- PROBLEM DESCRIPTION -
Reproduce, exactly and in full, only the lines below from the one containing "Target: front fender" through the one containing "Pick out every instance of the rear door handle".

- SOURCE RECORDS -
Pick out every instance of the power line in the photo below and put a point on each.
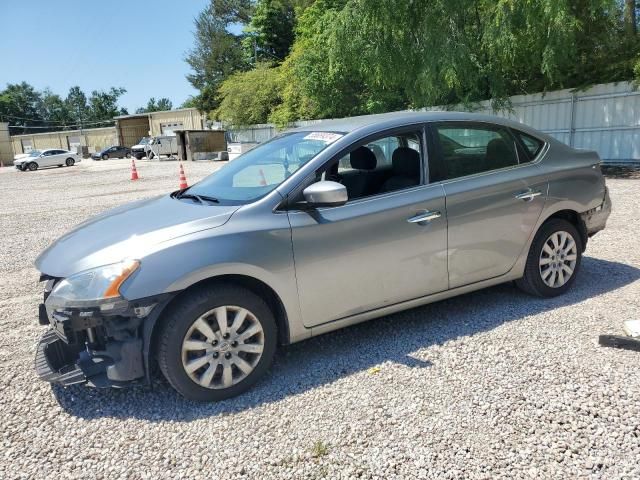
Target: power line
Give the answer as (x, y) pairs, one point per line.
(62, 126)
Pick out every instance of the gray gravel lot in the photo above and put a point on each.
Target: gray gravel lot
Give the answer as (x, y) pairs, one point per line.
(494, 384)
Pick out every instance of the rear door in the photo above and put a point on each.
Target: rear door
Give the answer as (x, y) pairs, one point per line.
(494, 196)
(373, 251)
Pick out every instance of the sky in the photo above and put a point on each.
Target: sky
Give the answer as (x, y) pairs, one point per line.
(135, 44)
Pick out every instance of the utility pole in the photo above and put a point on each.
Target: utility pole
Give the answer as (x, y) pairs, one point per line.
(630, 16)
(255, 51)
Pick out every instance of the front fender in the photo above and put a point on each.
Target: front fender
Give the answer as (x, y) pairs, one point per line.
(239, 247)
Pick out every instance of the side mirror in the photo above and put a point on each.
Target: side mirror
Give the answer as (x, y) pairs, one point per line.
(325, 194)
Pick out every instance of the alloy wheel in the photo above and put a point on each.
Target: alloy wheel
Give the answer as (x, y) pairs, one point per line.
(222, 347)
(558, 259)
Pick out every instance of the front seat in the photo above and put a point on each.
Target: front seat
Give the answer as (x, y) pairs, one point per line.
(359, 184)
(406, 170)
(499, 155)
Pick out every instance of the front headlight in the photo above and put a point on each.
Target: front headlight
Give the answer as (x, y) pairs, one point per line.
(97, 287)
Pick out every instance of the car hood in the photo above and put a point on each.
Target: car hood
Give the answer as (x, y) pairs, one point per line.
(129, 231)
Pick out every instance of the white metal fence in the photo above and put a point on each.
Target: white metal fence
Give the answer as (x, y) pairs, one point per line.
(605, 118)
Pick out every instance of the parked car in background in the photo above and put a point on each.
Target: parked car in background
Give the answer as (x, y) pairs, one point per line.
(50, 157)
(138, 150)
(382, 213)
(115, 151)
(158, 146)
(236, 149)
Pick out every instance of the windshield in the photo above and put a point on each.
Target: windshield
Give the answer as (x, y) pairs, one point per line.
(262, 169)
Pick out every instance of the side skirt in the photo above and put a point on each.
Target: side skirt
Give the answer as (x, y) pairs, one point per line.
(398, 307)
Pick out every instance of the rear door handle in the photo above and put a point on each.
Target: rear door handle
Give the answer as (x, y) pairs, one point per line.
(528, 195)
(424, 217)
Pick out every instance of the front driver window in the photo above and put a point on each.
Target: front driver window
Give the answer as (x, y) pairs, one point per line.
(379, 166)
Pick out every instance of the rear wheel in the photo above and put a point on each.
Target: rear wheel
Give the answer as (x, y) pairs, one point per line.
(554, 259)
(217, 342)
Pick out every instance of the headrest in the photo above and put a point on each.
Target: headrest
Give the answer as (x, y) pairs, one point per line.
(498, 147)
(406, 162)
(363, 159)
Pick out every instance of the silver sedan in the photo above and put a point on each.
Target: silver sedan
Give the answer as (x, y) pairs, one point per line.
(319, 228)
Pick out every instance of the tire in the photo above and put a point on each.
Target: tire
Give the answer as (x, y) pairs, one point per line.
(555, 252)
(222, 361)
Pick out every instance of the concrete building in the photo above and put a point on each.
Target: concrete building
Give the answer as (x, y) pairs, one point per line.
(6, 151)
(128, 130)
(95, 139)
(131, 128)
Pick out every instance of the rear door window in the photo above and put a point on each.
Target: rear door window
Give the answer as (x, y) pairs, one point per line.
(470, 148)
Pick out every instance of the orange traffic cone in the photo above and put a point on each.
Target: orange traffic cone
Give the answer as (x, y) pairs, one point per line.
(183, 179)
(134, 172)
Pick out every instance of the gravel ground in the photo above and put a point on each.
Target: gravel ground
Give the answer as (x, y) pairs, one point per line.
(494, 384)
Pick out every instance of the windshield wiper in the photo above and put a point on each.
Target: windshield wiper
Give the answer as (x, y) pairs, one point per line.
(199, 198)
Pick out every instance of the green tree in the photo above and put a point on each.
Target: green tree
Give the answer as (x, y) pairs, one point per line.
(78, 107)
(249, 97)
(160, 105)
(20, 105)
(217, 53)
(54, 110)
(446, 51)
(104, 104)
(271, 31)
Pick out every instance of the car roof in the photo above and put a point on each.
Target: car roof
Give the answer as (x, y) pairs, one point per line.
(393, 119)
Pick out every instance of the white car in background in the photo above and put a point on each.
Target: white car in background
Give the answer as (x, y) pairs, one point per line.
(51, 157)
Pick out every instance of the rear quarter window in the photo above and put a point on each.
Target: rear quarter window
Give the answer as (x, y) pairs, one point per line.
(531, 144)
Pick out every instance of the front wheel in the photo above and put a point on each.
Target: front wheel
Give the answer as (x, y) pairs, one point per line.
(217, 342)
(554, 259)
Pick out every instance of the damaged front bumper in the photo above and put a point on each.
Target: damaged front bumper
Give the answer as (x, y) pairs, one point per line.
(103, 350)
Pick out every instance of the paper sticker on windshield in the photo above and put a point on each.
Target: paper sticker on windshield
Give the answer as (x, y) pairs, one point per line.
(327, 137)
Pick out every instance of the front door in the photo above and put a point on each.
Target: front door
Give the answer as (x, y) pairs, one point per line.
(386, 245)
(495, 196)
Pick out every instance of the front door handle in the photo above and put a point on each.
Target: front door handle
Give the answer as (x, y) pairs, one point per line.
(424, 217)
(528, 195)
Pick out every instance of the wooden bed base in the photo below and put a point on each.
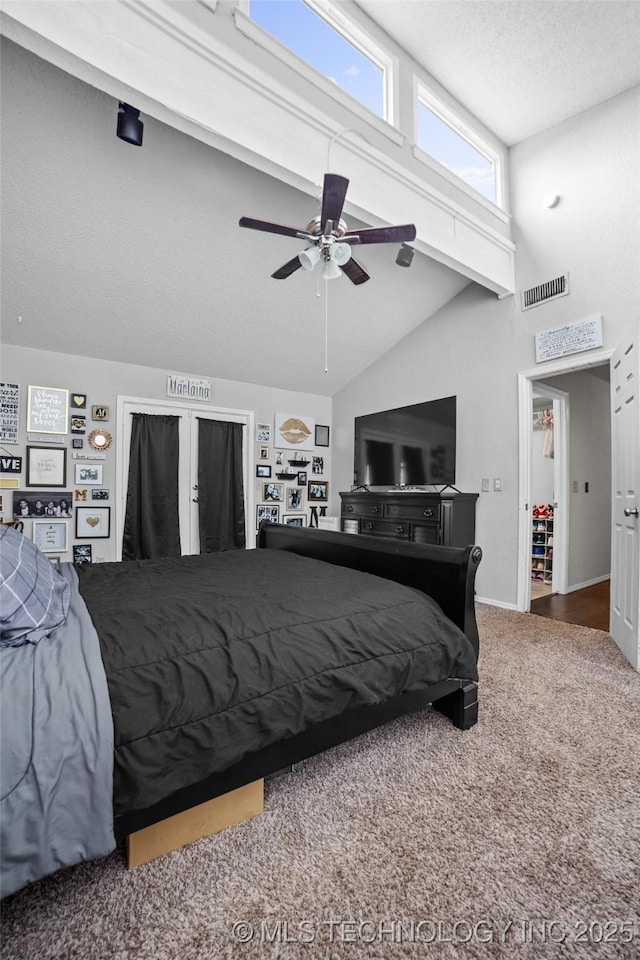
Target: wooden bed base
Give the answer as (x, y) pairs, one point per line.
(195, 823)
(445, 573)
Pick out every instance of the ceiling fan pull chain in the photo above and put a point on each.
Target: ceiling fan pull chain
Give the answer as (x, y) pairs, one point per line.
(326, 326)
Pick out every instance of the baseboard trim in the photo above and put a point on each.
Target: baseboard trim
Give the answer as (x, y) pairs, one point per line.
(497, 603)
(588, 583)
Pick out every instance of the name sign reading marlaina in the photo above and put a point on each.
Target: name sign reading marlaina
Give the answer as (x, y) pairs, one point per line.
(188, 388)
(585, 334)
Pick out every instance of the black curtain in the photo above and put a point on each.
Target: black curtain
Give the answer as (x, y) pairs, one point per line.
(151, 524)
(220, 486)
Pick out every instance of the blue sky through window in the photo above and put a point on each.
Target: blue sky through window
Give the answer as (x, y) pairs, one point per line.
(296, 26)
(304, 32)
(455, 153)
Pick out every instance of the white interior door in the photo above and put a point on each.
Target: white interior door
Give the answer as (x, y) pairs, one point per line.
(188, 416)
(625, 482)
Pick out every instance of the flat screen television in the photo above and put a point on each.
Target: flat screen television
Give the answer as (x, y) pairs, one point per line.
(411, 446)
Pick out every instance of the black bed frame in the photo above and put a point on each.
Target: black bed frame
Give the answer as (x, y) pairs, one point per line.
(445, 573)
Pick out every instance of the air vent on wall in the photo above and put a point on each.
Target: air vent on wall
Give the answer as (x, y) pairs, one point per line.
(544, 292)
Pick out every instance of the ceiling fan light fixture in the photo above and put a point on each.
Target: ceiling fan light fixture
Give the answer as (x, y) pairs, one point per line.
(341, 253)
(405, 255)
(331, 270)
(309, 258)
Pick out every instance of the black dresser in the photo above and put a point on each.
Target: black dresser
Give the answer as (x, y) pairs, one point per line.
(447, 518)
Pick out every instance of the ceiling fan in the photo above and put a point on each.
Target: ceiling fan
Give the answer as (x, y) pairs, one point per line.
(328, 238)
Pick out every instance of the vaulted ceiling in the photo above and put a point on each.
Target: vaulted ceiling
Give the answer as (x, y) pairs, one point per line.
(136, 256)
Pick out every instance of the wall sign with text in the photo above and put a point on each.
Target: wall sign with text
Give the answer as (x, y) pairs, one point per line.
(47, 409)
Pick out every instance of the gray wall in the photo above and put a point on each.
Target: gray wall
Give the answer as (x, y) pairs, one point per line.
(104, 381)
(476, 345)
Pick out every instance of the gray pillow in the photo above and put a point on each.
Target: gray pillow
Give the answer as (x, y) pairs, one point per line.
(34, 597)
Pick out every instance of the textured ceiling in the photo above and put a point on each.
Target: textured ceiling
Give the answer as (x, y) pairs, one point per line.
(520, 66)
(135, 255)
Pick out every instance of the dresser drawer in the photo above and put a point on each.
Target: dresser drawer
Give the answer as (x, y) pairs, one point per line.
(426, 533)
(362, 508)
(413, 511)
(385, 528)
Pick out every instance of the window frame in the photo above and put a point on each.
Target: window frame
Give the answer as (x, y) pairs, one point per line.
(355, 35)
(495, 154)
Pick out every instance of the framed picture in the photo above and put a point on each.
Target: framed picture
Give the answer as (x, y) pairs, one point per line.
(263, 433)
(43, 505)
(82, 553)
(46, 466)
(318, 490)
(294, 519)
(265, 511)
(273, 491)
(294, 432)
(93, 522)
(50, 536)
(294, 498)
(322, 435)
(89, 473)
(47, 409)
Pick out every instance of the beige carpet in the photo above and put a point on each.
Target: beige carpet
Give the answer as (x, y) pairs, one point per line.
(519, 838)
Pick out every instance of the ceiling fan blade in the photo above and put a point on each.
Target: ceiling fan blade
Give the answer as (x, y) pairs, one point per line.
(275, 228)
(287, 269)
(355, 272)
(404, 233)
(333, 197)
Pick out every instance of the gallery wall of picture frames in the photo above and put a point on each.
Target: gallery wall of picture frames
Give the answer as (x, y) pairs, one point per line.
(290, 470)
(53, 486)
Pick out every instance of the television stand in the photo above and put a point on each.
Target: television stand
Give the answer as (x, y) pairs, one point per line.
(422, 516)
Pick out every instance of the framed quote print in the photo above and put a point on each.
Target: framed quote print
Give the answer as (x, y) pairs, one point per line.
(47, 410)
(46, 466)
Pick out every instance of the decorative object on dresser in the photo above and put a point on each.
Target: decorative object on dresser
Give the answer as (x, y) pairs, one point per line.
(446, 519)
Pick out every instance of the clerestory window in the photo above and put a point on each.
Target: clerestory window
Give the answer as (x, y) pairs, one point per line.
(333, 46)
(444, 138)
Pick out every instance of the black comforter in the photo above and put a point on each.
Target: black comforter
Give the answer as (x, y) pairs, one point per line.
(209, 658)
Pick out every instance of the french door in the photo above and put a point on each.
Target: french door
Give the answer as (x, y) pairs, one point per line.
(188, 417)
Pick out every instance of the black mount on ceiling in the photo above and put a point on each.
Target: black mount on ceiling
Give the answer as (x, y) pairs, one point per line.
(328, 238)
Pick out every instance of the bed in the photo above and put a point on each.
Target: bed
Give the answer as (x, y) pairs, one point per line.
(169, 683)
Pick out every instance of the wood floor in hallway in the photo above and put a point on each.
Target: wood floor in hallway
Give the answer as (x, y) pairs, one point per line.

- OUTPUT OF THE EXERCISE -
Target: front fender
Give the answer as (x, y) pairs, one point per line.
(239, 247)
Pick out every instance of the side mirror in the photo above and put a point on each.
Target: side mirror
Give the answer as (x, y) pairs, one point per line.
(325, 194)
Pick out every instance of the alloy wheel in the photo above and put a point on each.
Target: alloy wheel
Give the answer as (x, y) pairs, one point per line.
(222, 347)
(558, 259)
Pick out every instance of the front seat in the photo above and put a point on each.
Target: front seat
Give the answer as (x, y) pairs, one point per line.
(359, 184)
(406, 170)
(499, 155)
Pick out every instance of the front headlight in the photo above and put a point on each.
Target: front headlight
Give the answer as (x, y) pairs, one point per line.
(97, 287)
Pick out every instance of the car hood in the photo above and put a point on each.
Target: car hood
Give the answer as (x, y) pairs, one point per line.
(129, 231)
Pick out every instance of the white metal fence in the photo above and put a point on each.
Target: white metal fence
Give the answer as (x, y) pairs, one point per line.
(605, 118)
Pick out every instance of the parked car in background in the photo above and put a point on each.
Target: parked car in background
Give the answer as (x, y) pairs, one point per line.
(50, 157)
(138, 150)
(382, 213)
(115, 151)
(158, 146)
(236, 149)
Pick out every instance of the windshield in the photo above and put a point on each.
Target: windshield
Give the answer as (x, y) pairs, one point per line.
(262, 169)
Pick out every instance of the side skirt in the photo above and put a point on each.
Target: side skirt
Give the answer as (x, y) pairs, one point per line.
(398, 307)
Pick out every instance of the rear door handle in the photo above and put a point on each.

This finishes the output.